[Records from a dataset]
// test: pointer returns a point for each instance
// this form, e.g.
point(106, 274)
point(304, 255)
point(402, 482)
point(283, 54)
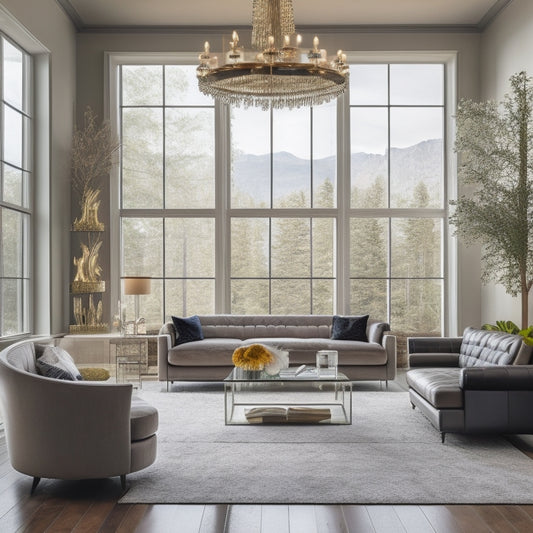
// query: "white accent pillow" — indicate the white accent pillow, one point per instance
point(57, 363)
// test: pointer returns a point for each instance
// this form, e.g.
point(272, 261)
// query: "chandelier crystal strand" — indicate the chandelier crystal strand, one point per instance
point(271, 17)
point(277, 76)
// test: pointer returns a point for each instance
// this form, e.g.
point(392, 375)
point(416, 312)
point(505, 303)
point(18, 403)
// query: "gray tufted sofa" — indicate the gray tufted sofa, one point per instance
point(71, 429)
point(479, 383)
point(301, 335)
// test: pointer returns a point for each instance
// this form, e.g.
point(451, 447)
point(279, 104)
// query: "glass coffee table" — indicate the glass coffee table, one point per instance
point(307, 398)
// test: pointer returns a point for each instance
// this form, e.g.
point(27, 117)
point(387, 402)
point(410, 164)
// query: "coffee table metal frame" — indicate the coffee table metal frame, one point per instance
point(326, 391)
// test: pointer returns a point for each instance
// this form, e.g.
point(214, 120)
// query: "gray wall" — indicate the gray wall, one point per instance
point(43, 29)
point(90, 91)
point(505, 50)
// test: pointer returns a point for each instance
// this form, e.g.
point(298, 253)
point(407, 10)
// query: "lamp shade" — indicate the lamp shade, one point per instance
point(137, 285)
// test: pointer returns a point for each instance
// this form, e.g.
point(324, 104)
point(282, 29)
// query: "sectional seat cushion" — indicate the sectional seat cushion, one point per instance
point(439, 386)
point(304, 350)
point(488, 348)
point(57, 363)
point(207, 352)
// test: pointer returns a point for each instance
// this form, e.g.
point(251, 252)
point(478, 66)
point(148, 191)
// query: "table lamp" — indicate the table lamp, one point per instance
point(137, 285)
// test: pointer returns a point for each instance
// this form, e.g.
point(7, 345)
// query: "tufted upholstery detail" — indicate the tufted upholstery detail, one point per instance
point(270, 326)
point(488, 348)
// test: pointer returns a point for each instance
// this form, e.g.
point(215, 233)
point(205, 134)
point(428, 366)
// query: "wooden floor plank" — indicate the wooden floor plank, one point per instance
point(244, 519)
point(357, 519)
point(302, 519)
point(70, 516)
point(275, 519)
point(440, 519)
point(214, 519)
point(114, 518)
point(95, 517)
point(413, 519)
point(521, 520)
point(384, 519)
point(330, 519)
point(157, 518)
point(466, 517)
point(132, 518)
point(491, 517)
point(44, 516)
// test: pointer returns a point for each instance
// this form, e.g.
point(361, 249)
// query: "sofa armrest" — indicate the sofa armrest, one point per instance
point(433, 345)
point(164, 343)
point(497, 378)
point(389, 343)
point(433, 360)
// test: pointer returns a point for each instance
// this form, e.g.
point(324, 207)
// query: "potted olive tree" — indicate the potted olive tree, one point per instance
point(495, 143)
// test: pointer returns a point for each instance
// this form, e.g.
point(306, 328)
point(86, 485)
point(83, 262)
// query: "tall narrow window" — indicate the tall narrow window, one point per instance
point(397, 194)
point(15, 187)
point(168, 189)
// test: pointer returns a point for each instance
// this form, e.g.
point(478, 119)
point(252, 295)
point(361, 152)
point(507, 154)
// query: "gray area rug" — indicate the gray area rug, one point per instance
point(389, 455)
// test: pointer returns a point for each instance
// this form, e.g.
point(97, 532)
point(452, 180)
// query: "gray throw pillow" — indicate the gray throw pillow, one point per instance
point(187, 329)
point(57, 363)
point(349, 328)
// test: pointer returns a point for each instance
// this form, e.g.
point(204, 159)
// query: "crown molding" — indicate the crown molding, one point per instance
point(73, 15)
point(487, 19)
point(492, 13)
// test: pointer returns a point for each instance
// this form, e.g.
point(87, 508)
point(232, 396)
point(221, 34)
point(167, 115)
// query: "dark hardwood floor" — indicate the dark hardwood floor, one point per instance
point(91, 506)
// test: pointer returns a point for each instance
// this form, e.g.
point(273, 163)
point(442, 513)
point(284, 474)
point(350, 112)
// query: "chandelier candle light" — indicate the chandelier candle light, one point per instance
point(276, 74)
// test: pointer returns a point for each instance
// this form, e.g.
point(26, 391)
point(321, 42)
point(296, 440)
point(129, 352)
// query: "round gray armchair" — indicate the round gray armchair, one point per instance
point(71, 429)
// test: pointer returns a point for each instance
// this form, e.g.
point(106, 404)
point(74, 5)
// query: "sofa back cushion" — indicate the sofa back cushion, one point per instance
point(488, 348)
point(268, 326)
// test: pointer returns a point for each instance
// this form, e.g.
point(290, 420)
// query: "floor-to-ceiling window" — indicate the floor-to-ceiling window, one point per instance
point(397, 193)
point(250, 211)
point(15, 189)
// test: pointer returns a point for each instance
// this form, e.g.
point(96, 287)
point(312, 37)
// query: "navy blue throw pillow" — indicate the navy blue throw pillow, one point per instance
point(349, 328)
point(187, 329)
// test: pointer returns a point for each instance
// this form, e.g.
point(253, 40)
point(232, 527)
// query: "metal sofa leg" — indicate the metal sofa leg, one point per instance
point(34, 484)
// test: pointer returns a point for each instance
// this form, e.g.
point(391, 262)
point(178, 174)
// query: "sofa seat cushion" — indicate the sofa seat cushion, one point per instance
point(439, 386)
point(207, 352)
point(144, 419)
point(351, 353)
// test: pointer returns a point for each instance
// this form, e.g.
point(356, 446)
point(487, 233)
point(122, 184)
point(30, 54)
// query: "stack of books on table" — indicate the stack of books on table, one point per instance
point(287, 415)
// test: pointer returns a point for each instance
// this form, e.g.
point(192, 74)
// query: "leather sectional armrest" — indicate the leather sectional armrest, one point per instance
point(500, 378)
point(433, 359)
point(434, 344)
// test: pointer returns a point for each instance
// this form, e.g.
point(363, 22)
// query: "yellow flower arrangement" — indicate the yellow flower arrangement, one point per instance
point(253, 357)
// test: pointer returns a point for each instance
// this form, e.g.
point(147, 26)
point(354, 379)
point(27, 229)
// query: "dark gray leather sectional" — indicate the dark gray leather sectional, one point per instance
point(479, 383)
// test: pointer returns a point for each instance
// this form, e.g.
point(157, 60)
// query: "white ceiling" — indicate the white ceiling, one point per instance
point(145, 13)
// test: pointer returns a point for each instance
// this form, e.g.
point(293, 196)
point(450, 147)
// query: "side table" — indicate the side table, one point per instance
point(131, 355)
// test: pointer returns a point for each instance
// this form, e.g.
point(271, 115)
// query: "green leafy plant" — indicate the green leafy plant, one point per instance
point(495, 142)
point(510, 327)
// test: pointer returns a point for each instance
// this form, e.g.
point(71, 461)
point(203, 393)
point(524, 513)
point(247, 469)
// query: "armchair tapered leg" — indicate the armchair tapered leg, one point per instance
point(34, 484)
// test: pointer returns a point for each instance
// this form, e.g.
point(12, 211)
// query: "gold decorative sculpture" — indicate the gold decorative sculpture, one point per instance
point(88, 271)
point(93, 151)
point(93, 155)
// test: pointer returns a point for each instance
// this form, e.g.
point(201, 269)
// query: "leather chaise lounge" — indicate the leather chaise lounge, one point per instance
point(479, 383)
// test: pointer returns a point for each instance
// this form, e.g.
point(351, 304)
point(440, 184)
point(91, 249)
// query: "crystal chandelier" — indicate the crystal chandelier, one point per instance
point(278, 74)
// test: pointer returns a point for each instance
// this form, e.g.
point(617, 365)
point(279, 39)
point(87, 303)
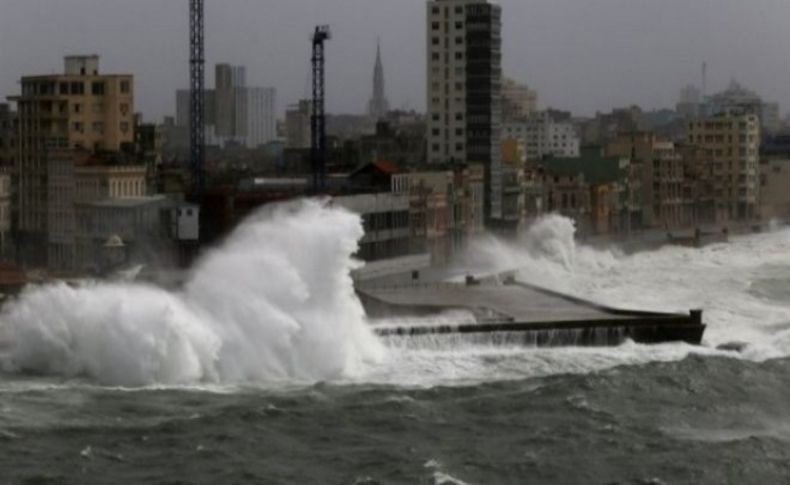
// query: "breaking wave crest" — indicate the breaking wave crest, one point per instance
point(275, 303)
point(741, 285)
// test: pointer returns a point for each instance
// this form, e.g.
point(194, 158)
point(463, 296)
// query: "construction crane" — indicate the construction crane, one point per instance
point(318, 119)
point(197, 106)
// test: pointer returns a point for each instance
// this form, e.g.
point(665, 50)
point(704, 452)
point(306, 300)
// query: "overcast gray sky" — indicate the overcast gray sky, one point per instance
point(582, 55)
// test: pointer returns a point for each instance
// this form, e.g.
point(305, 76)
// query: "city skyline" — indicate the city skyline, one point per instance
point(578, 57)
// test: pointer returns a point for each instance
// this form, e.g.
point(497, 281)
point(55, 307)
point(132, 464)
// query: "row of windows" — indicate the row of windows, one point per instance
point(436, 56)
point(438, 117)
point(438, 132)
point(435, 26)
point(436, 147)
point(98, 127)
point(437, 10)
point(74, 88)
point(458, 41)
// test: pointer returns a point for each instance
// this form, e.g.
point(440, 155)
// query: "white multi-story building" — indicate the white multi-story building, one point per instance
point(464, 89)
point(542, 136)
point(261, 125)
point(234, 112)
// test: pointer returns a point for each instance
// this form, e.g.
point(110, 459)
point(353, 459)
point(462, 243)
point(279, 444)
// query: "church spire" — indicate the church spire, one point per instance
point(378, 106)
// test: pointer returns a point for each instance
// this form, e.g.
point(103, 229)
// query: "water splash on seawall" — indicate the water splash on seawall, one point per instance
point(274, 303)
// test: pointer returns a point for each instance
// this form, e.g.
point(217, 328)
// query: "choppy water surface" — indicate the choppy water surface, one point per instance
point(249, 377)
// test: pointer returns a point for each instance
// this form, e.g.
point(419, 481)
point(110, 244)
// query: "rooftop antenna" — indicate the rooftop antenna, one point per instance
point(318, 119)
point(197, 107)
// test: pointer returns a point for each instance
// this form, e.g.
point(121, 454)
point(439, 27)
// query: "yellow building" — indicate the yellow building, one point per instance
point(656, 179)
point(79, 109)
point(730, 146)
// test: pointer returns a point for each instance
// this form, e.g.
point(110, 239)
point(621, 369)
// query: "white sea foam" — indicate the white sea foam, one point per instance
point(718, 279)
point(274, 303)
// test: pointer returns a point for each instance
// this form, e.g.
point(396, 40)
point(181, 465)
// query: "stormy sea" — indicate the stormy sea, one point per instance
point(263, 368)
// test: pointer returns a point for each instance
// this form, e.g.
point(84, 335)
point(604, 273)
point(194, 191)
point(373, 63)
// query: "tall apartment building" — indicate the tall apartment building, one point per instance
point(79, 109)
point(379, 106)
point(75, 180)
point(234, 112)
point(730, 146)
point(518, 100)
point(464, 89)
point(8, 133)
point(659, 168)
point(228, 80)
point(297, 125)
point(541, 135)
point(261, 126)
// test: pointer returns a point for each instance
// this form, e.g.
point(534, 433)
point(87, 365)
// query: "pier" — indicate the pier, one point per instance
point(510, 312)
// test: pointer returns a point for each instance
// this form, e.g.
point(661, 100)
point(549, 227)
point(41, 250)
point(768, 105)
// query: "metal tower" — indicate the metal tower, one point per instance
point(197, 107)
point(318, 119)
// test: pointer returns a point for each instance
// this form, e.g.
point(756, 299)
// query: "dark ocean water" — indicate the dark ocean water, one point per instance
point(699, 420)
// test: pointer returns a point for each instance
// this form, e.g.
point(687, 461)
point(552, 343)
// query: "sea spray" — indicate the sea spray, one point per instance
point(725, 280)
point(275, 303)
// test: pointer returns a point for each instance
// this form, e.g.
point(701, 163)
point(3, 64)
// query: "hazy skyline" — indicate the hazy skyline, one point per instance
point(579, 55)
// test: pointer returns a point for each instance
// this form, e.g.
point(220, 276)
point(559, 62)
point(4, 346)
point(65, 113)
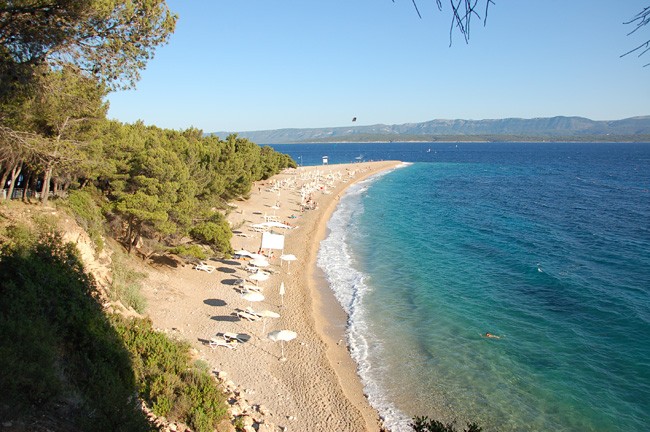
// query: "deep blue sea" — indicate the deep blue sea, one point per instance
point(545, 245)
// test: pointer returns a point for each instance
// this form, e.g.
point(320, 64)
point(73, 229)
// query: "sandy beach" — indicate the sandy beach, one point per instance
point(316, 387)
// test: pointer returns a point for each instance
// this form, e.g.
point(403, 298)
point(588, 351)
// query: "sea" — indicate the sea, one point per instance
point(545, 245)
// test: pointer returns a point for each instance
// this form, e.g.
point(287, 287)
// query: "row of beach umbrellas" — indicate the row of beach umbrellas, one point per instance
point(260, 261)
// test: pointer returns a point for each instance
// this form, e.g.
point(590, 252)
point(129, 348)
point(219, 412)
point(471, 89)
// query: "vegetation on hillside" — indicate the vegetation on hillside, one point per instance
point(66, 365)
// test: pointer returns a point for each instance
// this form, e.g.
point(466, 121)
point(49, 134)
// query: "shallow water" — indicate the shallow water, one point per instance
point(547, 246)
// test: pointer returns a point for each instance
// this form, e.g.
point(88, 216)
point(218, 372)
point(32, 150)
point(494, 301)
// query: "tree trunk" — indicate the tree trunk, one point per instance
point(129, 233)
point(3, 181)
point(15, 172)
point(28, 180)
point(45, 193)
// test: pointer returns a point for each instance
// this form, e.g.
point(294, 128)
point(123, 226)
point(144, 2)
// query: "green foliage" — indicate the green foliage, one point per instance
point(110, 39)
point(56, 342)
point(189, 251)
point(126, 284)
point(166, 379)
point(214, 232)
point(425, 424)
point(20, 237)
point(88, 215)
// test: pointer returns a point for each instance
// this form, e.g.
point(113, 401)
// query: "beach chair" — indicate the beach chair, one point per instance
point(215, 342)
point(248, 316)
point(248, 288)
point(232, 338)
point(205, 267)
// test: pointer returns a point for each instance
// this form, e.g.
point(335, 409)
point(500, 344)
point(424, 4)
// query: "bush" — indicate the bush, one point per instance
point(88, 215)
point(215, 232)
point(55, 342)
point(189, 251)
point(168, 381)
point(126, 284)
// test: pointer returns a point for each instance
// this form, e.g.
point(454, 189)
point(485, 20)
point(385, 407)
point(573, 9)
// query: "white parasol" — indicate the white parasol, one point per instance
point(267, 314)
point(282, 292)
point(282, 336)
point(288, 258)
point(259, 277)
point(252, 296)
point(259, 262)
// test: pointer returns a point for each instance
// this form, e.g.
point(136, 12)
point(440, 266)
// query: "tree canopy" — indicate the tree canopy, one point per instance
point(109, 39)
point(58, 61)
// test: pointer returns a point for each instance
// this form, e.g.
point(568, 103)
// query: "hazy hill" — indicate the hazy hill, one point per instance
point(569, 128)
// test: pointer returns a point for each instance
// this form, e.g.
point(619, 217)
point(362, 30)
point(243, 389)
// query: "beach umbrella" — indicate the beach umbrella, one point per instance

# [TASK TO COMPLETE]
Copy the lines above exactly, beginning at the line that has "point(148, 191)" and stopping after the line that has "point(83, 262)", and omit the rest.

# [RESPONSE BOX]
point(148, 191)
// query: "table lamp" — indicate the table lamp, one point per instance
point(137, 285)
// test: pointer returns a point for each instance
// this form, e.g.
point(7, 345)
// query: "tufted upholstery detail" — indicate the tufted upholstery detail, one point per instance
point(270, 326)
point(488, 348)
// test: pointer returns a point for each instance
// this form, e.g.
point(215, 233)
point(205, 134)
point(428, 366)
// query: "wooden floor plank" — indicate the wooden floor plank, one point per instance
point(244, 519)
point(357, 519)
point(302, 519)
point(70, 516)
point(275, 519)
point(440, 519)
point(214, 519)
point(114, 518)
point(95, 517)
point(413, 519)
point(521, 520)
point(384, 519)
point(330, 519)
point(157, 518)
point(466, 517)
point(132, 518)
point(491, 517)
point(44, 516)
// test: pointer returns a point for each instance
// this form, e.g.
point(361, 249)
// query: "sofa armrest" — indicate the sofa armrest, one point per instance
point(433, 345)
point(164, 343)
point(497, 378)
point(389, 343)
point(433, 360)
// test: pointer returns a point for each instance
// this form, e.g.
point(324, 207)
// query: "potted olive tree" — indicate the potted olive tree, one point per instance
point(495, 143)
// test: pointer returns a point for each instance
// this form, e.g.
point(306, 328)
point(86, 485)
point(83, 262)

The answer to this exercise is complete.